**Instrucciones**
Continúa el texto sobre la llegada de la crisis del coronavirus a partir de su última frase.

Estos últimos días todo tiene un punto surrealista. Tengo la sensación de estar en una peli de catástrofes, una de esas que yo nunca vería voluntariamente. Y, sin embargo, quiero ser optimista.
Cuando empezó lo del coronavirus, la verdad es que no le di mucha importancia. China me quedaba tan lejos. Las medidas para detener la epidemia me parecían tan desproporcionadas. Si de vez en cuando me llegaba alguna noticia, refunfuñaba, ¿no dicen que no es mucho más grave que una gripe? Qué ganas de alarmarnos.
A principios de mes en un encuentro de traductores, hablando con una compañera de Bérgamo, me quedé helada. En el norte de Italia las escuelas, los bares, las tiendas llevaban días cerrados. Todo el que podía debía quedarse en casa. Habían llegado días de incertidumbre, días eternos.
Poco después me anularon una traducción, una audioguía para un museo de arte. Era un proyecto con el que habría estado ocupada varias semanas (y con el que habría ganado un buen dinero). Caramba, pensé, la crisis del coronavirus ha acabado tocándome. No hace mucho de eso y ahora mismo en el mundillo de la traducción y la interpretación no conozco a nadie que no esté afectado por la crisis de una forma u otra.
A los pocos días me llamaron de casa. Mis sobrinos, mi cuñado, mis padres, todos tenían que quedarse en casa. Las escuelas, los bares, las tiendas estaban cerrados. Se acercaban días de incertidumbre, días eternos. La operación de rodilla de mi hermana había quedado aplazada sin fecha. Aun así seguiría abriendo la farmacia todos los días. De repente me di cuenta. Este año los abuelos no van a estar por Semana Santa. Si ahora les pasara algo a mis padres, no podría coger el primer avión y plantarme allí en dos horas. Al pensarlo, se me hace un nudo en el estómago. Dentro de nada, en ese momento lo vi clarísimo, en Alemania estaremos igual.

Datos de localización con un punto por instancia
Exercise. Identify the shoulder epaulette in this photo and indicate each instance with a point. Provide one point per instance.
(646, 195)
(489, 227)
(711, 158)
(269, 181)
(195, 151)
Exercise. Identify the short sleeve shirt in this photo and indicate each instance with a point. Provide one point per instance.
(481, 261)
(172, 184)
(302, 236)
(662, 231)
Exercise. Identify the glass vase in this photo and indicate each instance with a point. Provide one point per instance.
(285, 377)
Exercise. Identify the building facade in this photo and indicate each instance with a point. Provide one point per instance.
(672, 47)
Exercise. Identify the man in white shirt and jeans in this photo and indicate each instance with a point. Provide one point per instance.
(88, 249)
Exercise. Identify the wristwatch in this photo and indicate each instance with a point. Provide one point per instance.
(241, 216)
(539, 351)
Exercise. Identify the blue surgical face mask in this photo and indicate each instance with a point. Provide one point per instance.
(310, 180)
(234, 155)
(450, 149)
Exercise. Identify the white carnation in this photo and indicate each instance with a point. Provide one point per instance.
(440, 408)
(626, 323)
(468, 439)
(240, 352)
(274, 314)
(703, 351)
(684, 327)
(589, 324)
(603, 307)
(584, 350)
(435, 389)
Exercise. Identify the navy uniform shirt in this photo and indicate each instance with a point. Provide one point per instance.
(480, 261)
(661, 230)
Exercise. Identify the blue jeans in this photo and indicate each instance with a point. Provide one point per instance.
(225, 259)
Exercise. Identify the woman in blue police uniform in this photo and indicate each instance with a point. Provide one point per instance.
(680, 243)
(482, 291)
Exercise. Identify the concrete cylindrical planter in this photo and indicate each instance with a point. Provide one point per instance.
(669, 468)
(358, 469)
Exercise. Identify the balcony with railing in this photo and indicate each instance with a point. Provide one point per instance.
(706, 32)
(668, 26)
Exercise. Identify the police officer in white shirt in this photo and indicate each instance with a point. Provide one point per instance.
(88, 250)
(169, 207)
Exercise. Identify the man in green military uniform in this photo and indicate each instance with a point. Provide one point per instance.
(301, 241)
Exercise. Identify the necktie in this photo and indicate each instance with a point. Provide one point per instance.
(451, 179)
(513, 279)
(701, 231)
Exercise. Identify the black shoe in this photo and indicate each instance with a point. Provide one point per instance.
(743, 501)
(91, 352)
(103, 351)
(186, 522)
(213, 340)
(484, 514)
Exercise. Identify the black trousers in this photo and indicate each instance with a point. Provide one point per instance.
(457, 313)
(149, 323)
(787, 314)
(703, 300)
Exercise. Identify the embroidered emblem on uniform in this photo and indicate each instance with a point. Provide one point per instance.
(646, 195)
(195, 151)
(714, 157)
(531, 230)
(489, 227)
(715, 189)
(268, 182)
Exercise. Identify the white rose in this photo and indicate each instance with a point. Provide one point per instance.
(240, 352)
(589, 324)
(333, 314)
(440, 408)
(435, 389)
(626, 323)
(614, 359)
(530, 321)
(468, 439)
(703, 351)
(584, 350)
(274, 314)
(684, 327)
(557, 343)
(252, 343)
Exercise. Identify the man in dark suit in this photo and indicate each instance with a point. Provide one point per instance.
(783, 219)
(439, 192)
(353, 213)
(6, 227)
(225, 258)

**Respuesta al ejercicio**
Estos últimos días todo tiene un punto surrealista. Y, sin embargo, yo quiero ser optimista. Me obligo a no pensar en cómo podrían llegar a ponerse las cosas y concentrarme en cómo están ahora. He decidido ser optimista. Quiero verle algo bueno a todo esto.
Las traducciones anuladas, los congresos aplazados, las ferias canceladas nos dejan espacio para otras cosas. Son una oportunidad para tirar adelante otros proyectos que hace tiempo que teníamos pendientes (¿la página web?, ¿el blog?), para seguir formándonos (en línea, evidentemente), para estar más en contacto con colegas (por teléfono, WhatsApp, en las redes...).
Quiero ser optimista y convertirlo en una oportunidad para disfrutar a los de casa, ocupar estos días insólitos con tardes de juegos de mesa y noches de sofá y manta. Con ratos jugando en el jardín o echándonos una siesta en la hamaca. Estos días hace sol y eso siempre me anima. Estamos todos bien. Soy muy afortunada y lo sé. Tengo que valorarlo. Valorarlo muchísimo.
Ya sé que no va a ser fácil. Van a venir días de incertidumbre, días eternos. Me tocará levantarme de madrugada si quiero trabajar unas horas en silencio. Y, en nuestro caso, la escuela en casa nos representará un triple reto. Cuando el padre de las peques empiece a teletrabajar, tendremos que organizarnos aún mejor y cargarnos de aún más paciencia. Y, sin embargo, estoy decidida a ser optimista. Quiero verle algo bueno a todo esto.